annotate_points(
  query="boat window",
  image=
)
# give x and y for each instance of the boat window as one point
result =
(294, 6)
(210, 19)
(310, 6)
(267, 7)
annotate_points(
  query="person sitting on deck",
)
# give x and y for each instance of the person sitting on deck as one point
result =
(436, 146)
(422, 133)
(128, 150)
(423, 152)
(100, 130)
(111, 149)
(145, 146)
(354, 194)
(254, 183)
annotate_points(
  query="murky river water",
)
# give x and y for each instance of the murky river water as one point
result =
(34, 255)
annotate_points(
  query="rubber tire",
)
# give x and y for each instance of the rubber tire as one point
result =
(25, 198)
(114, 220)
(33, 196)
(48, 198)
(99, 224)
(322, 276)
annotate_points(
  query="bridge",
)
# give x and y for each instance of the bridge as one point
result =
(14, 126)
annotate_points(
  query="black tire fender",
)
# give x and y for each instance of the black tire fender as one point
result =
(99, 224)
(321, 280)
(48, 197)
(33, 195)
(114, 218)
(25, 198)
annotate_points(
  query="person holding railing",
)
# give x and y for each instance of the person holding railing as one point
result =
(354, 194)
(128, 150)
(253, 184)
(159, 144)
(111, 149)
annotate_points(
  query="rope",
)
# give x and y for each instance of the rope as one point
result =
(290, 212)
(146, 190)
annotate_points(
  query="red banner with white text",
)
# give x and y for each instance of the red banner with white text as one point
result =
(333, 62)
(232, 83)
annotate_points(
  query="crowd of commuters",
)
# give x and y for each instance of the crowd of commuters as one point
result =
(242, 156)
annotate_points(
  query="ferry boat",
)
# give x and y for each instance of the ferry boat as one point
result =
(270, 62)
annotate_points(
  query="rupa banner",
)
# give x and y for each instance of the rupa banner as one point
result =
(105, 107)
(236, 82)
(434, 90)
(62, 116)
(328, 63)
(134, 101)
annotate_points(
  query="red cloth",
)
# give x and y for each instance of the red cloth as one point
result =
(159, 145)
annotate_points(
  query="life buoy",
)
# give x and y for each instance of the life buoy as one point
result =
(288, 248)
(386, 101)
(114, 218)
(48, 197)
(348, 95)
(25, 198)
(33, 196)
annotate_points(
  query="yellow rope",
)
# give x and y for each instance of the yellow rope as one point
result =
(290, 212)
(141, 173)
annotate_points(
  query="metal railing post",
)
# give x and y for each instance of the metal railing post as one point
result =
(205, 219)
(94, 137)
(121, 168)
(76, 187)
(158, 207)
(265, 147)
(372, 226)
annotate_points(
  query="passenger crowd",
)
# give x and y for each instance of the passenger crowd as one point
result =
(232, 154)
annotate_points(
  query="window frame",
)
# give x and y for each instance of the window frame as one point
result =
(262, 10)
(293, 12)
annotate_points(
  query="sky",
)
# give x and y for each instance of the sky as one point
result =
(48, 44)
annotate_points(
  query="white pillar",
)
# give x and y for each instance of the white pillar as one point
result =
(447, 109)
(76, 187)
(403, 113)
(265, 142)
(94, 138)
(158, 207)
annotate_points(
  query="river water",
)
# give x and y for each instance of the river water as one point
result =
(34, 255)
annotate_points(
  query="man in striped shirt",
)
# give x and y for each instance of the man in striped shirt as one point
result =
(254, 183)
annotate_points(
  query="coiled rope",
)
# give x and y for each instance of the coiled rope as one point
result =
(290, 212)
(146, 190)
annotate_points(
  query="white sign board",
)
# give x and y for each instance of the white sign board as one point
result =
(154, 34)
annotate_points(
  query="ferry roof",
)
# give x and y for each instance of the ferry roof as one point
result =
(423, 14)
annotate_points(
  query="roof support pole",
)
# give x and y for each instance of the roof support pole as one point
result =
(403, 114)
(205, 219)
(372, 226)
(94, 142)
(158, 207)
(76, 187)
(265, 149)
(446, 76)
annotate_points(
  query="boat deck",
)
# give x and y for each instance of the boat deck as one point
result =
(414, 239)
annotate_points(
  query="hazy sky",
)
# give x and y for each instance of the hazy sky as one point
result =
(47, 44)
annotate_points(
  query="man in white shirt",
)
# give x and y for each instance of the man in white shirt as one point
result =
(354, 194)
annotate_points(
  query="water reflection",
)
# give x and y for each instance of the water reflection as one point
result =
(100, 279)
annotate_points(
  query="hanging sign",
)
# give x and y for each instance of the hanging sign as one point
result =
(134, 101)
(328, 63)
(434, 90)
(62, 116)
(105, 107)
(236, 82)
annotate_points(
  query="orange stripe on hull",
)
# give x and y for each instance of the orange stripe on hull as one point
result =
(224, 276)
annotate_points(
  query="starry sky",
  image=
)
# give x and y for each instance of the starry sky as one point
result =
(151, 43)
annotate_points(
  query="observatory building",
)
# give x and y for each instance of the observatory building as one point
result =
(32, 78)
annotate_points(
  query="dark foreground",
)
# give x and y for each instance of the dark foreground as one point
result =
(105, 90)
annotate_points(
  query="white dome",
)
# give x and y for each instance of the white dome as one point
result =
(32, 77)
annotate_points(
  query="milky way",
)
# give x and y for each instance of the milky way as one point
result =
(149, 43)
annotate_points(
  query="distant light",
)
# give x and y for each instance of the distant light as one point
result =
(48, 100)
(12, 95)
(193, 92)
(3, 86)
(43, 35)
***
- [Work item]:
Scan the records above for the word "metal". Show each line in which it appears.

- [Reply to the task]:
  query="metal railing post",
# give x and y for each instance of the metal railing post as one point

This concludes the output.